**Ziel der Übung**
Gib aus dem Artikel über den Vertrauensverlust in die Institutionen die Passage unverändert wieder, beginnend bei "Wien - Die Anti-Wallstreet-Proteste" und fortlaufend bis einschließlich "gegen die Machtelite.".

Wien - Die Anti-Wallstreet-Proteste in den USA und Europa sind Teil eines größeren Vertrauensverlusts in die Institutionen. Plakate gegen Zentralbanken, Geschäftsbanken, den Internationalen Währungsfonds oder die amtierenden Regierungen bei den verschiedenen "Occupy"-Protesten zeugen von einer Skepsis gegen die Machtelite.

Dabei ist Vertrauen essenziell für das Wirtschaftswachstum, warnen Ökonomen. Jan-Egbert Sturm, Professor und Leiter der Konjunkturforschungsstelle an der ETH Zürich, geht davon aus, dass "der Vertrauensverlust in die Institutionen ein Grund für die Turbulenzen ist, die wir derzeit haben", also die erneute Rezessionsgefahr in Europa und den USA. Denn Sturm warnt, dass Unternehmen und Haushalte kaum Anreize für Investitionen und Konsum haben, weil die Politik das Schuldenproblem nicht in den Griff bekommt. "Das Vertrauen in die Politik lässt nach, weil das Problem nie wirklich gelöst wird." Daher wäre ein "Paukenschlag" bei den kommenden EU-Gipfeln durchaus angebracht. Dann könnte insbesondere die Wirtschaftspolitik wieder an Vertrauen bei der Bevölkerung zulegen, glaubt der Ökonom.

Besonders umkämpft sind die Zentralbanken, bei den Protesten in den USA ebenso wie in Europa. Sowohl die libertäre Tea-Party-Bewegung als auch bei den "Occupy Wall Street"-Protesten skandieren Demonstranten die geflügelte Formel "End the Fed".

(Zeigeeinträge für benannte Objekte)
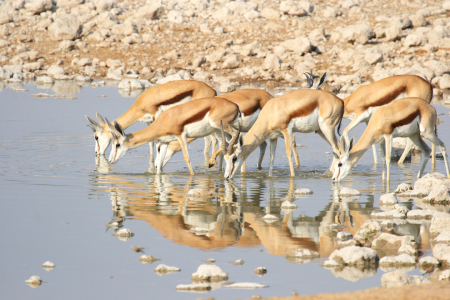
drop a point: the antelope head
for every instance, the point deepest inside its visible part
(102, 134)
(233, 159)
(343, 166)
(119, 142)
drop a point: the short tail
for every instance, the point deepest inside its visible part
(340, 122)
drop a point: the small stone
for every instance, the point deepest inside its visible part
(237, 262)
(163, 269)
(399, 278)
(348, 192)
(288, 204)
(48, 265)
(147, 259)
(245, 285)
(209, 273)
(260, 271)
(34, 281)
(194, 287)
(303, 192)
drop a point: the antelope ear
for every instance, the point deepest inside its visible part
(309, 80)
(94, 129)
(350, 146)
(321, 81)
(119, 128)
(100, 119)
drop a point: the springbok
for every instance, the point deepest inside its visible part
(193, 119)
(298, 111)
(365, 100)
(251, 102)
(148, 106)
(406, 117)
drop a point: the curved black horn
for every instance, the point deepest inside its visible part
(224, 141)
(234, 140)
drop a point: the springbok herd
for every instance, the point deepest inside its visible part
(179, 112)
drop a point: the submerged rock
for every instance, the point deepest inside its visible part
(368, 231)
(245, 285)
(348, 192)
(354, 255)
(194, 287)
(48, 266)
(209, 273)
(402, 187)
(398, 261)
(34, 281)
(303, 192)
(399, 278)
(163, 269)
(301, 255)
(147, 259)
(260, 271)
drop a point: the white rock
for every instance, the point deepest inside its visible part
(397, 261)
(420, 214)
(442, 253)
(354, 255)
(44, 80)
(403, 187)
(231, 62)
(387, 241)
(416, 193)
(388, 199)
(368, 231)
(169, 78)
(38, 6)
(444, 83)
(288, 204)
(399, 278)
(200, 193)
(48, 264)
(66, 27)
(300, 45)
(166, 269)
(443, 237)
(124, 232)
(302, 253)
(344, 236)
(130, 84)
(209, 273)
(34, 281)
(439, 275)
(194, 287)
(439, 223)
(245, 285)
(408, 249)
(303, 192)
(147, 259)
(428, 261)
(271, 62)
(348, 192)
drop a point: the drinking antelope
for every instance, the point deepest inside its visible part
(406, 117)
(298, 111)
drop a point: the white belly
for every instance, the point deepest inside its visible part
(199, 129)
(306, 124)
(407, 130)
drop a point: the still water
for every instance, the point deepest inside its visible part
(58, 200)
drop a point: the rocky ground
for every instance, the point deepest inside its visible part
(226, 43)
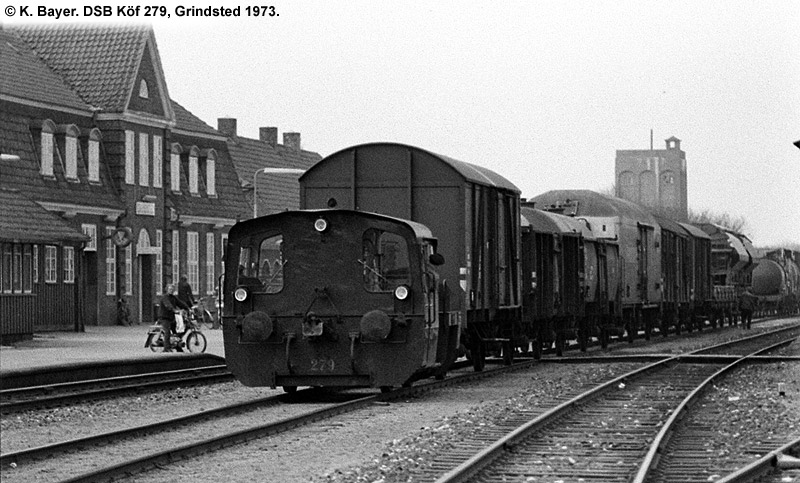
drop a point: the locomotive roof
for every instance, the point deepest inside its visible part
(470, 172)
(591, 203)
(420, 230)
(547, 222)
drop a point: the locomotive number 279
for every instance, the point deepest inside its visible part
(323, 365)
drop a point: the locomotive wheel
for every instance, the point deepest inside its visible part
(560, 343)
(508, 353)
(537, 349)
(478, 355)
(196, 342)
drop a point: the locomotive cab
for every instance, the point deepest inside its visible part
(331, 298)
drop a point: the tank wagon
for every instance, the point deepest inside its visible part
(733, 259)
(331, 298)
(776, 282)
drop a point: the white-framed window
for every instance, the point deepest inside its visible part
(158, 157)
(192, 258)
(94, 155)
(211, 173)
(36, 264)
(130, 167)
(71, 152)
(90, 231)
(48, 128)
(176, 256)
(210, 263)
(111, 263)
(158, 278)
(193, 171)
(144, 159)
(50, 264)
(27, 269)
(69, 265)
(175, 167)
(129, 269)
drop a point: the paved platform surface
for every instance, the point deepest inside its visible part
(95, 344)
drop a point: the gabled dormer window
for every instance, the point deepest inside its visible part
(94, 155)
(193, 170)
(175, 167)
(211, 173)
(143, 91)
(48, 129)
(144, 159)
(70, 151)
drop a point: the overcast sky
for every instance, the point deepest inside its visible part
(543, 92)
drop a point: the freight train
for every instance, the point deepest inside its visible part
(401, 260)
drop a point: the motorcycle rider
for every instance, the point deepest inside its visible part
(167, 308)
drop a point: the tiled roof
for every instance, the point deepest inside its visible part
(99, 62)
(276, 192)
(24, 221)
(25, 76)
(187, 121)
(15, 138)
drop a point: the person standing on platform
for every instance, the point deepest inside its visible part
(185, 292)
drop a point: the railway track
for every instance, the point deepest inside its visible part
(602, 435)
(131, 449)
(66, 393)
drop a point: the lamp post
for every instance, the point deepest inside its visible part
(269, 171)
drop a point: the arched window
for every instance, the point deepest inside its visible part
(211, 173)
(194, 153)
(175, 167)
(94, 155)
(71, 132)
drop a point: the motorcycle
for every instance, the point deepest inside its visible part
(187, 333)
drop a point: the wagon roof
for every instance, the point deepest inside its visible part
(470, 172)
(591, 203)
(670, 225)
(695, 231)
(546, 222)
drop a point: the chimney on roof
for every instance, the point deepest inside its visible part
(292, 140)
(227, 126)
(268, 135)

**Lösung zur Übung**
Wien - Die Anti-Wallstreet-Proteste in den USA und Europa sind Teil eines größeren Vertrauensverlusts in die Institutionen. Plakate gegen Zentralbanken, Geschäftsbanken, den Internationalen Währungsfonds oder die amtierenden Regierungen bei den verschiedenen "Occupy"-Protesten zeugen von einer Skepsis gegen die Machtelite.